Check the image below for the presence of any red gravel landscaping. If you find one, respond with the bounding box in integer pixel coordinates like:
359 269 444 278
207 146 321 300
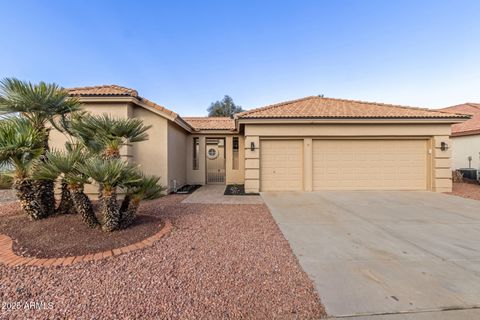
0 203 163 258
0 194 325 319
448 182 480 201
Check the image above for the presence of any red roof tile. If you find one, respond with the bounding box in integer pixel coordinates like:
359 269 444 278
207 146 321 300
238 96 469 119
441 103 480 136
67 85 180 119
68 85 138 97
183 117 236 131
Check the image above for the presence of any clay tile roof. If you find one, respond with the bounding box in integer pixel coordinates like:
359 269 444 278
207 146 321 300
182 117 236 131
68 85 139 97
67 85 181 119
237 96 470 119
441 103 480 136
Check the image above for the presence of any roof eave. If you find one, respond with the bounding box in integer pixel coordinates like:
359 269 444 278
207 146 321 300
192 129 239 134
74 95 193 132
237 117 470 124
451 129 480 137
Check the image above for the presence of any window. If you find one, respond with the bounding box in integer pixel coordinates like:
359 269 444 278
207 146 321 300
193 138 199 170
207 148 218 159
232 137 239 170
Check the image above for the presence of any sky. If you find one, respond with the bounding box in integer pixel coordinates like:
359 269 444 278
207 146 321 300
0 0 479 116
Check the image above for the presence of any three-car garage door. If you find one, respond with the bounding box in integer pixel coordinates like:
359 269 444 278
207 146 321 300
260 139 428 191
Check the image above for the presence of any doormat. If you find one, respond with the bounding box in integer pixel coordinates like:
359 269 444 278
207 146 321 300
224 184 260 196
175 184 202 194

--

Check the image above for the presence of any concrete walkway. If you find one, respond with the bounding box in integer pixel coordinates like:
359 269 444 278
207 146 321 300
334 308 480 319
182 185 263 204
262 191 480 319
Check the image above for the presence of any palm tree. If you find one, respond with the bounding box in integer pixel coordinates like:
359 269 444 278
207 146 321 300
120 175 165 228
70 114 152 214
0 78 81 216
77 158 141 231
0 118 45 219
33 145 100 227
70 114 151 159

...

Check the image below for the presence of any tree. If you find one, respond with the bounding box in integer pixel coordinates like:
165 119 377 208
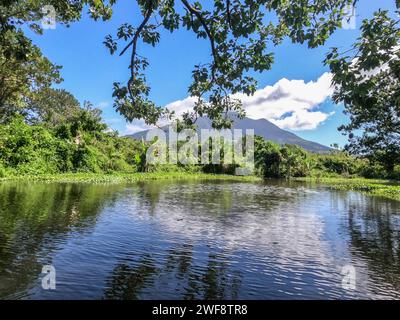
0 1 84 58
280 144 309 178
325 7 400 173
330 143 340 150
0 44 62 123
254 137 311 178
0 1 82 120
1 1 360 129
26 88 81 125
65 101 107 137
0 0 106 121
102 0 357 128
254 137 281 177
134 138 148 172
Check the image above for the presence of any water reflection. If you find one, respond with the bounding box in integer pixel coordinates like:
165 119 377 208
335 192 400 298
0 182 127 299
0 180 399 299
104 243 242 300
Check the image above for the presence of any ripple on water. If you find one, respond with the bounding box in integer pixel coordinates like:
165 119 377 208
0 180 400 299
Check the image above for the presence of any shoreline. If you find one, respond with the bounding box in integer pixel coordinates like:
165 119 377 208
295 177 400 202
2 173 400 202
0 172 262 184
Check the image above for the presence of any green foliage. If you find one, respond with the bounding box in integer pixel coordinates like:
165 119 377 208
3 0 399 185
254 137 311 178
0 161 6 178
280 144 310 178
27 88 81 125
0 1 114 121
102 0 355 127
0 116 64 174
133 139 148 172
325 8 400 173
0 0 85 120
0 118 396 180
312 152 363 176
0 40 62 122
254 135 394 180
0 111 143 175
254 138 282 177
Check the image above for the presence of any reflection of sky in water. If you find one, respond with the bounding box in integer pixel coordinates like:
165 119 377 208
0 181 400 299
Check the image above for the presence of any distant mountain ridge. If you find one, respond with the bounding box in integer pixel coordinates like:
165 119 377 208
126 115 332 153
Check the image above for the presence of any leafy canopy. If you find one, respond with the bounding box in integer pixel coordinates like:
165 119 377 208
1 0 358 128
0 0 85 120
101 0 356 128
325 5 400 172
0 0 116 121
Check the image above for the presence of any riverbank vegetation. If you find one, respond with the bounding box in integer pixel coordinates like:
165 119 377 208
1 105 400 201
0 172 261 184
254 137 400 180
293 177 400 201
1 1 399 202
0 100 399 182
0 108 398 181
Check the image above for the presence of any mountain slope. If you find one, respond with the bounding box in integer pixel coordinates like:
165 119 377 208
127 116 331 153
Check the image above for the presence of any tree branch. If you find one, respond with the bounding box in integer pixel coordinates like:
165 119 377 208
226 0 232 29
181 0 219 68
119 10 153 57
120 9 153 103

— REQUIRED WORK —
Among the lines above, return each one holding the string "mountain".

— REPLY —
Check the image above for the presence of any distant mountain ridge. If you find one, respond with the bounding box in integer pixel coordinates like:
Check the image above for the presence of any mountain slope. If you find one, respond with the bounding box in integer pixel coordinates like:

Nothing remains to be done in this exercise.